--- start of Quoted text ---
# Sat. install work , best way to start ?



## rbrickbruce (Jan 1, 2011)

I'am thinking of sat. install work , best way to start , any advice , so I waste less of my life. Thank You , Rick


----------



## prestone683 (Aug 16, 2010)

Whatever you do, don't work for Halsted or Mobilpro. They steal money right off the top of your paycheck.

I personally know the owner (of Mobilpro) and VP (of Halsted). Keith "******" Thomas.


----------



## BattleZone (Nov 13, 2007)

rbrickbruce said:


> I'am thinking of sat. install work , best way to start , any advice , so I waste less of my life. Thank You , Rick


Go to work as an "in-house" tech. They will pay to train you and provide you with everything you need, so you can learn the job with little out-of-pocket expenses, and see if it's for you.

If it is, and you want to stick with it, you can start to acquire your own tools, truck, etc. and then find a contractor to work for. You will make more money that way, but you have to be fully equipped in order to go to work for a contractor (and trained, in most cases).


----------



## Kev (Jan 15, 2011)

I just wonder- is there like a "Satellite School" or training place that will take a man and show him how to do the job correctly and certify him? I don't have anything against OTJ training but the thing I have noticed is that the person being trained often picks up the bad habits of the person training him. There are proper tools and ways to do things like put connecters on RG 6 cable and properly seal a roof mount.


----------



## BattleZone (Nov 13, 2007)

In-house techs these days get pretty decent training, especially since DirecTV has taken over many HSPs and got much more involved in the installations.

Contractors can make more money, but it's expensive to start, so not enough people to pay for training/certification to make it worth it. There is SBCA certification, but you really need some experience before taking the class/test.


----------



## jacag04 (Jul 12, 2006)

I would say no unless you're passionate about it. I interviewed for a position once and they expect you to be available 7 days a week, holidays, and my favorite part... thunderstorms or other inclement weather conditions. All this for $12hr, this was a few years ago they probably make more than that now. The plus side is they do train you which is a pretty good cost.


----------



## thewallfisher (Feb 1, 2011)

Kev said:


> I just wonder- is there like a "Satellite School" or training place that will take a man and show him how to do the job correctly and certify him? I don't have anything against OTJ training but the thing I have noticed is that the person being trained often picks up the bad habits of the person training him. There are proper tools and ways to do things like put connecters on RG 6 cable and properly seal a roof mount.


DirecTV has the best installer training I have seen. It is as close to a "Satellite School" as you will get. They will also get you SBCA certified. I really like Dish Network also but I don't believe they have the same level of training. Like mentioned before I wouldn't start off being a contractor. There are a lot of costs involved with getting the tools and installation supplies. Contract companies also usually don't have the resources to properly train their installers. Once you have the skills you can potentially make more money as a contractor if you have enough business sense. If you do go that route there is no security or benifits.


----------
--- end of Quoted text ---
> **To do**:
1. In the satellite installation thread, rewrite the stretch from "Contractors can make" through "pretty good cost.", switching "thunderstorms" to "snowstorms".
2. Answer these questions from the satellite installation thread:
(a) What hourly pay was offered for the position jacag04 interviewed for?
(b) Which company does thewallfisher say has the best installer training?
(c) Which two companies does prestone683 warn against working for?
3. Decide whether each statement agrees with the satellite installation thread, and quote the words that settle it:
(a) BattleZone advises a newcomer to begin as an in-house tech.
(b) thewallfisher says contract work comes with security and benefits.
(c) Kev has noticed that trainees often pick up their trainers' bad habits.
The data that follows comes from a separate source and is unrelated to the thread.
--- start of Records provided ---
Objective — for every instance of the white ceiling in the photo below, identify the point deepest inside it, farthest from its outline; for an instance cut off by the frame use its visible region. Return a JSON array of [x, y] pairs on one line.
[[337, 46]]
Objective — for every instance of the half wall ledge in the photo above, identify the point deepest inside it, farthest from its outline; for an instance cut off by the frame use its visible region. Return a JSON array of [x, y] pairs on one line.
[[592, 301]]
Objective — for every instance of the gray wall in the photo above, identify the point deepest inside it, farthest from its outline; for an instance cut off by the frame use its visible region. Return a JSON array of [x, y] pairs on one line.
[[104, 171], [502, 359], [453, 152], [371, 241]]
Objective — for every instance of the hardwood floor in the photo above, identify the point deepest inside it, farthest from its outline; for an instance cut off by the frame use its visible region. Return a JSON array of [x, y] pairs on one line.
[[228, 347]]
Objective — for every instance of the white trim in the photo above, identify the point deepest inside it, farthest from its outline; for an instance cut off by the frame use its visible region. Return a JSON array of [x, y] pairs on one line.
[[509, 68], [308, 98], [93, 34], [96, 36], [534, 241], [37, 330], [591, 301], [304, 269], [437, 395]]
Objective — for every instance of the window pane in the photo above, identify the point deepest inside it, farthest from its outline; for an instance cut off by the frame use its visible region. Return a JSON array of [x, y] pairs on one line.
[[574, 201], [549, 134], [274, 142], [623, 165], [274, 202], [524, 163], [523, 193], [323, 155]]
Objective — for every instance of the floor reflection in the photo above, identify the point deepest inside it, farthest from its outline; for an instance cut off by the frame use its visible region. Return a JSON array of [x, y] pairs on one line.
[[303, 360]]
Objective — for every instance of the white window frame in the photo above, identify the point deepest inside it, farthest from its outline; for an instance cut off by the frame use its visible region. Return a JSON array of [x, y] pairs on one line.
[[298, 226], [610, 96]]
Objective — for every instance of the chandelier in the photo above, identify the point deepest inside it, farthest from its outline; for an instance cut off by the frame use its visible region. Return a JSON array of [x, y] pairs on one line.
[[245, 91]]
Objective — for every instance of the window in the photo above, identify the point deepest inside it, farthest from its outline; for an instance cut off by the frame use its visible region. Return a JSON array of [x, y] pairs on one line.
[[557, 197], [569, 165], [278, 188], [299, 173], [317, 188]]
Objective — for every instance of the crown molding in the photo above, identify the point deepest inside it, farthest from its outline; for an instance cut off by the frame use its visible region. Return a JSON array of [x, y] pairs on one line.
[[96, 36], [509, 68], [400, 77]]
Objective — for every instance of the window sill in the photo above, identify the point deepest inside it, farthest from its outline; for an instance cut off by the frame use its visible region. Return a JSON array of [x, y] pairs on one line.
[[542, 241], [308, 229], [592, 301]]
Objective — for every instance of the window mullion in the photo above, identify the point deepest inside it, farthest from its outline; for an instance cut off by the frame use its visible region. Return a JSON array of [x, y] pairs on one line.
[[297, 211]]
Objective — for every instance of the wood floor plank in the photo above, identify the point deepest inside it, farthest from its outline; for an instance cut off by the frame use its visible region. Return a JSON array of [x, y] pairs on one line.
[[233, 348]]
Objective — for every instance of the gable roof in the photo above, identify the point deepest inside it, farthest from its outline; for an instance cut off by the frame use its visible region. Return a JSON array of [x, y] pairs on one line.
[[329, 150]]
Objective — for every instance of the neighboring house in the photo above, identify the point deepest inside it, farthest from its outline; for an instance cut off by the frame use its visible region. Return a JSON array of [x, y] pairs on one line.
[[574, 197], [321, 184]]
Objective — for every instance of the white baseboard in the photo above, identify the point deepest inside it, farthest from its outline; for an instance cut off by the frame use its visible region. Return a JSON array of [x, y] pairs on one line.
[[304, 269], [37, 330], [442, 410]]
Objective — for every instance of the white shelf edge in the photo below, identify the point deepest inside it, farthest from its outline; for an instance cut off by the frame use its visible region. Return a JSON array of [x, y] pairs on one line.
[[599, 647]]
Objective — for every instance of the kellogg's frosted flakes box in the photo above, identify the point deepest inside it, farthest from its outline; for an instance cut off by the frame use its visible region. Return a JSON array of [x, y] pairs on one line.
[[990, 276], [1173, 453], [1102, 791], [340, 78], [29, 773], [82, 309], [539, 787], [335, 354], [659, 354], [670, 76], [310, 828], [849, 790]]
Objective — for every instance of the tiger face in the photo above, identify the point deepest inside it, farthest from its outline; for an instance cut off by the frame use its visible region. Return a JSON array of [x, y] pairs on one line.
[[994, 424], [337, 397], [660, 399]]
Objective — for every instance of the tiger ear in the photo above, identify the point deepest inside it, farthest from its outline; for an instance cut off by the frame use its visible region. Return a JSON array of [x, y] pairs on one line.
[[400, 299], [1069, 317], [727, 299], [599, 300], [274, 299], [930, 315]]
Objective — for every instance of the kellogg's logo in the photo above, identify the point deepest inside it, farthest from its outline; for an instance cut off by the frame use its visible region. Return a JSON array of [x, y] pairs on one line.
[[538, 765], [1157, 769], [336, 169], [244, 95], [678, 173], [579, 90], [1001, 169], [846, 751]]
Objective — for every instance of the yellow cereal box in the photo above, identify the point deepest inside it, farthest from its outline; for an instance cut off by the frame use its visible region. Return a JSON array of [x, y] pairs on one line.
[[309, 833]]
--- end of Records provided ---
> **Task-by-task results**:
1.
Contractors can make more money, but it's expensive to start, so not enough people to pay for training/certification to make it worth it. There is SBCA certification, but you really need some experience before taking the class/test.


----------



## jacag04 (Jul 12, 2006)

I would say no unless you're passionate about it. I interviewed for a position once and they expect you to be available 7 days a week, holidays, and my favorite part... snowstorms or other inclement weather conditions. All this for $12hr, this was a few years ago they probably make more than that now. The plus side is they do train you which is a pretty good cost.

2.
(a) $12 an hour.
(b) DirecTV.
(c) Halsted and Mobilpro.

3.
(a) Yes: "Go to work as an "in-house" tech."
(b) No: "If you do go that route there is no security or benifits."
(c) Yes: "the person being trained often picks up the bad habits of the person training him."